■ Excerto do documento ■
────

Na vasta bibliografia de
Agostinho da Silva, ainda não inteiramente publicada, uma das obras mais
relevantes tem por título Um Fernando
Pessoa. Como se infere do título desta obra, publicada em 1959, no Brasil –
onde Agostinho da Silva se radicou cerca de um quarto de século, entre meados
dos anos 40 e finais dos anos 60 –, trata-se uma leitura pessoal de Fernando
Pessoa, em particular da sua “Mensagem”, em que Agostinho da Silva desenvolve a
sua própria visão: não apenas de Portugal e da cultura portuguesa, mas,
sobretudo, da cultura de língua portuguesa – da cultura lusófona, diríamos nós
hoje –, conforme, de resto, já salientámos numa obra da nossa própria autoria,
lançada no âmbito das comemorações do centenário do seu nascimento (Visões de Agostinho da Silva, 2006).
Ao contrário de Fernando
Pessoa, que mereceu de Agostinho da Silva muitas e alongadas referências, o
mesmo não aconteceu com Adolfo Casais Monteiro. Ainda assim, há um texto que
sobressai – falamos do texto intitulado “Alguma nota sobre Casais”, publicado
nos Cadernos de Teoria e Crítica
Literária (Araraquara, SP: Setor de Teoria da Literatura da Faculdade de
Filosofia, Ciências e Letras de Araraquara, nº 4, Julho de 1974, pp. 15-26).
Pelo seu interesse, quer por aquilo que Agostinho da Silva nos diz sobre Adolfo
Casais Monteiro, que, de forma reflexa, por aquilo que Agostinho da Silva nos
diz sobre si próprio, eis o texto que iremos aqui apresentar.
Assim, neste texto, começa
Agostinho da Silva por evocar a criação da primeira Faculdade de Letras do
Porto, falando mesmo de um “milagre” – nas suas palavras: “De vez em quando
sucedem milagres, se Deus os consente e neles se empenham os homens
[saliente-se aqui a ressalva: os milagres sucedem “se Deus os consente e neles
se empenham os homens”]. Num país de ensino rotineiro, com mais interesse pela
nota e pela autoridade do catedrático do que respeito pela ciência e liberdade
de discernimento pessoal, surgiu a Faculdade de Letras do Porto, que era toda
ao contrário, inimiga da burocracia e fosse do que fosse que pudesse lembrar
Coimbra e seus malefícios de séculos e incitadora de descoberta própria mais do
que de aprendizagem servil, bem longe de ser a escola técnica de profissionais
de ensino em que se transformaram as outras.”.

────

(Linhas de indicação de objetos nomeados)

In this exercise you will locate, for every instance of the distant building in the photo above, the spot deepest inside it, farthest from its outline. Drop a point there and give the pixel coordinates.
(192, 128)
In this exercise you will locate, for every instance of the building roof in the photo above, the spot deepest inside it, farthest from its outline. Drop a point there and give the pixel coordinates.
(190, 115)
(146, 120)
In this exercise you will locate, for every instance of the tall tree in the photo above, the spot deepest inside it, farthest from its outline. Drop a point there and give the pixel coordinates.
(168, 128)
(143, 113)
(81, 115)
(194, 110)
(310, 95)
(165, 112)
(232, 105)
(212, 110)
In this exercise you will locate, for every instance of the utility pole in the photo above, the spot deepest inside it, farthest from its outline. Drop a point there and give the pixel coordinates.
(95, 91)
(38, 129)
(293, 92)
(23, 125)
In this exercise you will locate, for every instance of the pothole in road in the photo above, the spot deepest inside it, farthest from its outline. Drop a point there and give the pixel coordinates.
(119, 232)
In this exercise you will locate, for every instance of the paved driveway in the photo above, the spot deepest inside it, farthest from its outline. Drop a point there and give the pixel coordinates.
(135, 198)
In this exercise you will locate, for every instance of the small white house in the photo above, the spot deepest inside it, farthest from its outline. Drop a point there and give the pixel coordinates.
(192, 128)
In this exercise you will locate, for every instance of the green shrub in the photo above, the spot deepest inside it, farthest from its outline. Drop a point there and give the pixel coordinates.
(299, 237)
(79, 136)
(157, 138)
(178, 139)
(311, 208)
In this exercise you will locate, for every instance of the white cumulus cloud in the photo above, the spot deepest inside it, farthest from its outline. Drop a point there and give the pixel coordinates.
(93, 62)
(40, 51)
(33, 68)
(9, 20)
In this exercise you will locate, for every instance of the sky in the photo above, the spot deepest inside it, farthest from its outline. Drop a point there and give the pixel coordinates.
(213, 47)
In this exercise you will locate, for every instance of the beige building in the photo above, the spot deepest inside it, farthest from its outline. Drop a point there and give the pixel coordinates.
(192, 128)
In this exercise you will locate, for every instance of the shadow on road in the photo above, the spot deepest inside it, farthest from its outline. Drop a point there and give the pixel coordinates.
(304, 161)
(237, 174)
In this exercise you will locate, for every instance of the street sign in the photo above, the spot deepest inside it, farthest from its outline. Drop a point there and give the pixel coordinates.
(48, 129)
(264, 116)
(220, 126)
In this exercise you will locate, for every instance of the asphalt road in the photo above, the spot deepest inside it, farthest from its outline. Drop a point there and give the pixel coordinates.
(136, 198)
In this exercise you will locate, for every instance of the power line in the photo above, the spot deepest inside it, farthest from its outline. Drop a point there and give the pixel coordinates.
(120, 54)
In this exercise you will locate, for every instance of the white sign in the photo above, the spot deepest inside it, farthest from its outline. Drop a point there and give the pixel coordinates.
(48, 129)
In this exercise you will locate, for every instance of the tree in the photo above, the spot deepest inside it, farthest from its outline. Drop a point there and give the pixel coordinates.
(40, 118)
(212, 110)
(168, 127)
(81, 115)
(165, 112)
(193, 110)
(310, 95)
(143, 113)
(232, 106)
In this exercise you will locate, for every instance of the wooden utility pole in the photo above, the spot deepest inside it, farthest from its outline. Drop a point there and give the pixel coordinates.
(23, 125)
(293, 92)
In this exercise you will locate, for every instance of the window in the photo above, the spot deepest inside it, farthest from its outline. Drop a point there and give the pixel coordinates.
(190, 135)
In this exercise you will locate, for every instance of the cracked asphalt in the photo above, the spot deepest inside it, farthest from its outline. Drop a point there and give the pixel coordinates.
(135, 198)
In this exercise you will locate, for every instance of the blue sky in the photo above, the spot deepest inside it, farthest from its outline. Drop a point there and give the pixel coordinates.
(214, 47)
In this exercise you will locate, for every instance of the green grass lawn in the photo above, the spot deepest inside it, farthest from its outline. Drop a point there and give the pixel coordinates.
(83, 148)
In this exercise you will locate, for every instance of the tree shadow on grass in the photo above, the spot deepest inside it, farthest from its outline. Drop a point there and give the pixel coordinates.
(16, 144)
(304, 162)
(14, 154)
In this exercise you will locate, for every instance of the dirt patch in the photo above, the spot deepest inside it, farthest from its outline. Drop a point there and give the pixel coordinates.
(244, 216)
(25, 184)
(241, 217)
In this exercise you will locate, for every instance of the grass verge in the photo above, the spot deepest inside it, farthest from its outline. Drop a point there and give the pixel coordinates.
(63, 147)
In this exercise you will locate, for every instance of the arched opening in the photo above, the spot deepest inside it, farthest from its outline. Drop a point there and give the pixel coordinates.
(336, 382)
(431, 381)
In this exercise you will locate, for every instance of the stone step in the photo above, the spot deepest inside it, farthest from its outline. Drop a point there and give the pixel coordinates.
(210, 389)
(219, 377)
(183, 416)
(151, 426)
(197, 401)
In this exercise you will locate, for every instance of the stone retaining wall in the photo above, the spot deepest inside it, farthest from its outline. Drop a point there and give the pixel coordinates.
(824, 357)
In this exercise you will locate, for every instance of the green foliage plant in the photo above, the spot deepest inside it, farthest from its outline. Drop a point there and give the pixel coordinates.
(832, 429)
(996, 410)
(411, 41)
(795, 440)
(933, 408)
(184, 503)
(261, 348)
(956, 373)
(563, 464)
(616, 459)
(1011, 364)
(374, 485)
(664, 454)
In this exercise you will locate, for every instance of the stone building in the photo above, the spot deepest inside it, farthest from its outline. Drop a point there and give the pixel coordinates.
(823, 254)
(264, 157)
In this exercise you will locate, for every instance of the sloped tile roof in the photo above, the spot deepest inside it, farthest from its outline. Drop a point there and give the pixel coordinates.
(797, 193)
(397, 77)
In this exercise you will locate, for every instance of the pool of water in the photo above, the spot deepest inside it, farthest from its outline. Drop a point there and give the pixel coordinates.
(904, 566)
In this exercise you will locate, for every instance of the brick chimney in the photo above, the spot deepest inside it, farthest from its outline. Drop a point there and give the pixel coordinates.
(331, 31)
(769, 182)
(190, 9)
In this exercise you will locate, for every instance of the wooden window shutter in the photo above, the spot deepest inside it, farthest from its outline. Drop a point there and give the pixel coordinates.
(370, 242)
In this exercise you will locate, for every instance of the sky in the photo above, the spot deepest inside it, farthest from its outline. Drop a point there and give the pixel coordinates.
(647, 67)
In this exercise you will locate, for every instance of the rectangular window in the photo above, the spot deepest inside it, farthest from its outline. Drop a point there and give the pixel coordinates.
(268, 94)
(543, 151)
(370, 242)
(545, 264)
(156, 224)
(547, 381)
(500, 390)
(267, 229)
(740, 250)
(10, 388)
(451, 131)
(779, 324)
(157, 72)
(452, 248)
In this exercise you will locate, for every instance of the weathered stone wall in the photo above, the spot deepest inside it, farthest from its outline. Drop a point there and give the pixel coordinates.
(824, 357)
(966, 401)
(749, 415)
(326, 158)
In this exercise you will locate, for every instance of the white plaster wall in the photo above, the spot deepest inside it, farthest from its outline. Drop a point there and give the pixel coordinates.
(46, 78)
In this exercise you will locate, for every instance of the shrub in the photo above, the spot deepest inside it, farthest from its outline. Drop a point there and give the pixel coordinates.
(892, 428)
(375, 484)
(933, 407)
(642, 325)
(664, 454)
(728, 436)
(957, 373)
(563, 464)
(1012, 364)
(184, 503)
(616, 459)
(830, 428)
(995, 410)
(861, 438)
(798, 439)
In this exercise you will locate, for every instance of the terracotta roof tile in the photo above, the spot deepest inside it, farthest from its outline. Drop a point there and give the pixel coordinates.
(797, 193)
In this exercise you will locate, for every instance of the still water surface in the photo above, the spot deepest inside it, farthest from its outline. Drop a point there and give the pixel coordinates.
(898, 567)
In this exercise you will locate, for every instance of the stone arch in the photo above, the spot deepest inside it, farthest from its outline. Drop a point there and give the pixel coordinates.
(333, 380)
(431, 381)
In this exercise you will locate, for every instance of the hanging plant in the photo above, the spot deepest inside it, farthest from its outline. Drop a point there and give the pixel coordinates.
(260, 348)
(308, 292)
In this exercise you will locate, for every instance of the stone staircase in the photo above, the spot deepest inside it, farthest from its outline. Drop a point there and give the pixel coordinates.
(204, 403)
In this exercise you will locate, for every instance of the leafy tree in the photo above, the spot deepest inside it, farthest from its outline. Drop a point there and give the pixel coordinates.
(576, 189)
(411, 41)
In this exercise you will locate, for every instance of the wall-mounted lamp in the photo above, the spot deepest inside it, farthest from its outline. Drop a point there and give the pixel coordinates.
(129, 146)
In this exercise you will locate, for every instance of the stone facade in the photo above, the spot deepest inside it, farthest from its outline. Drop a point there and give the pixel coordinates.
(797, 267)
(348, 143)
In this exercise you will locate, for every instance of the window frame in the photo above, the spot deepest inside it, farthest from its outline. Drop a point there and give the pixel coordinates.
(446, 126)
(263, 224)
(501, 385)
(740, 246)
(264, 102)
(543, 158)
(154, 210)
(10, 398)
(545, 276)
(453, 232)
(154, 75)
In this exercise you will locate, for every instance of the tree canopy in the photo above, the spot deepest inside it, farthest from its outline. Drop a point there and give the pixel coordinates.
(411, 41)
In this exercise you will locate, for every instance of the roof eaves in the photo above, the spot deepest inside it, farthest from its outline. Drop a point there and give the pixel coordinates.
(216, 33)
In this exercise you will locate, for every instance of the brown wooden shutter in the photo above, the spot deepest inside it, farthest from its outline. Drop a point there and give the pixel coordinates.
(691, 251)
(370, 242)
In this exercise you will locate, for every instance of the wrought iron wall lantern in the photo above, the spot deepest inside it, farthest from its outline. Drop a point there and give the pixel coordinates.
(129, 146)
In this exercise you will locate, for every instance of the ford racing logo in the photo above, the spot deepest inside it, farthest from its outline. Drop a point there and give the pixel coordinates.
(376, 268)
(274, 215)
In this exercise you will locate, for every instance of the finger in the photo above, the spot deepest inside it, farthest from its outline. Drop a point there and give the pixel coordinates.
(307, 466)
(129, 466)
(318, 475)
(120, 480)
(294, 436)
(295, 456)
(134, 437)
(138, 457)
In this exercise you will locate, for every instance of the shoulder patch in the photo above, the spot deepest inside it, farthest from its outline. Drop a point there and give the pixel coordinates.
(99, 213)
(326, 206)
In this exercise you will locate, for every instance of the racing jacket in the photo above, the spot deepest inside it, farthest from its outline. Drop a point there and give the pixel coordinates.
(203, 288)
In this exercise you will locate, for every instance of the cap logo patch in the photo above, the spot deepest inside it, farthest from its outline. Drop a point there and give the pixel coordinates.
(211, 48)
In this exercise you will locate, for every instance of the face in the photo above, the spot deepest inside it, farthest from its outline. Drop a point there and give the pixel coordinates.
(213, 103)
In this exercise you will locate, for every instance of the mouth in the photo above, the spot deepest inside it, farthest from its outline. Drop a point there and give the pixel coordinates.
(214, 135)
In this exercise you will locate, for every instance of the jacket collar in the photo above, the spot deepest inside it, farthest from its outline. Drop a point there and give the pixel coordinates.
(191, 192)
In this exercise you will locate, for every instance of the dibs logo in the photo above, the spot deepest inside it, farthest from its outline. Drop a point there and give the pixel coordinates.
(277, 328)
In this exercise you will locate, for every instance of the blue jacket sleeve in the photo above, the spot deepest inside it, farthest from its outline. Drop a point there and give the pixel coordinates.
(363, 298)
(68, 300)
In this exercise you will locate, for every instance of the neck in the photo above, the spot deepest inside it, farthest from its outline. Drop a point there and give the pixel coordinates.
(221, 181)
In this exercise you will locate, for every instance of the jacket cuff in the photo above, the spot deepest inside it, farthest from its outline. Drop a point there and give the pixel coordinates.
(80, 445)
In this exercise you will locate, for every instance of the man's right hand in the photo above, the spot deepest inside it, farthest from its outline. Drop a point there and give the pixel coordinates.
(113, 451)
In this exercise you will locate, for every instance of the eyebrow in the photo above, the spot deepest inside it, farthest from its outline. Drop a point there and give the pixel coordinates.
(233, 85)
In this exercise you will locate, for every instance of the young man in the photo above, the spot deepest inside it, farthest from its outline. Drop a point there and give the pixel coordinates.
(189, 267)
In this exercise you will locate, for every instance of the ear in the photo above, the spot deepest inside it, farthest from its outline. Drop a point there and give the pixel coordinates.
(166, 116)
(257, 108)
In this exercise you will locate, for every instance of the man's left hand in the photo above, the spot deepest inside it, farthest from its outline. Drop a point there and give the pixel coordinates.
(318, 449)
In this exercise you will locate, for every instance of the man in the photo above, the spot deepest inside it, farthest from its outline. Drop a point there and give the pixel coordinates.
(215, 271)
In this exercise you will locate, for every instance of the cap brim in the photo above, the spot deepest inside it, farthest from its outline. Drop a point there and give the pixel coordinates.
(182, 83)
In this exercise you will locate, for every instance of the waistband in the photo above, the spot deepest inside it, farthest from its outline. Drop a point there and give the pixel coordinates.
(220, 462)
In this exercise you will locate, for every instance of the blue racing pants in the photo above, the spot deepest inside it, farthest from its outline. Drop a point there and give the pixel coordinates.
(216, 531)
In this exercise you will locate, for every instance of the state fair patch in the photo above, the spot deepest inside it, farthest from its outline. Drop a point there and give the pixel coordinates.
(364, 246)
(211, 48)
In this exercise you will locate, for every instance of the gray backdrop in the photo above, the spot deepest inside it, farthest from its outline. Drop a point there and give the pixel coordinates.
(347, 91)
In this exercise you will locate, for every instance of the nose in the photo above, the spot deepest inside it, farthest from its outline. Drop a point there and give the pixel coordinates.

────

■ O que se pede ■
- a) Enumere todos os títulos de obras, textos e publicações referidos no excerto sobre Agostinho da Silva.
- b) Segundo o excerto sobre Agostinho da Silva, porque decide o autor apresentar o texto "Alguma nota sobre Casais"?
- c) Prossiga o excerto sobre Agostinho da Silva a partir da última frase apresentada.

■ Resultados ■
- a)
- Um Fernando Pessoa
- Mensagem
- Visões de Agostinho da Silva
- Alguma nota sobre Casais
- Cadernos de Teoria e Crítica Literária

- b) O autor apresenta-o pelo seu interesse. Esse interesse vem do que Agostinho da Silva diz sobre Adolfo Casais Monteiro e, de forma reflexa, do que diz sobre si próprio.

- c)
Essa Faculdade, como logo de
seguida acrescenta, “em dois grandes grupos se dividia” – “liderado um por
Teixeira Rego, que podia ter sido bom matemático e físico – ouvi-o propor a
teoria da luz de Broglie antes de Broglie — e ensinava filologia, pois ainda
se não tornara ciência ou moda ser pedante em linguística…”; “o outro por
Leonardo Coimbra, que podia também ter sido matemático e campeão remador, como Rego
de ténis, e ensinava filosofia, ou antes, que isso era o certo, vivia
filosofia, com muita agudeza e saber, como mestre, e muita angústia e caminhos
torcidos, como homem, dando nota boa a quem se interessava e a quem se não
interessava pela matéria — tive distinção na turma destes, pois que era o
indo-europeu de Teixeira Rego meu pasto favorito —; tudo no Café Majestic,
como o filólogo na [Livraria] Lelo.”.
Eis, aqui, um testemunho
confirmado por muitos outros: Agostinho da Silva sempre se sentiu mais próximo
de Teixeira Rego, mas, apesar de nunca ter sido “leonardesco”, como chegou a
dizer, bastas vezes evocou o magistério de Leonardo Coimbra – daí,
nomeadamente, estas suas palavras: “Era a largueza de espírito do Leonardo que
tinha formado aquela Faculdade. Ali se percebia por que razão uma instituição
universitária não é tão importante como, muitas vezes, se julga. Ele confiava
nalguma outra coisa que não eram os regulamentos, as notas, as pautas e essa
trapalhada toda” (in Jornal de Letras,
12 de Janeiro de 1987). Ao longo da vida, irá, com efeito, reiterar que essa
“era uma Faculdade sem uma organização rígida e em que se dava muito mais
atenção a quem elaborava perguntas do que a quem fornecia as respostas que
vinham nos manuais” –, nunca esquecendo não só Leonardo Coimbra – “um boémio do
pensamento (...), um homem capaz de atitudes que os catedráticos não tomam” –
como, sobretudo, Teixeira Rego – “uma das pessoas mais inteligentes que
conheci”[1].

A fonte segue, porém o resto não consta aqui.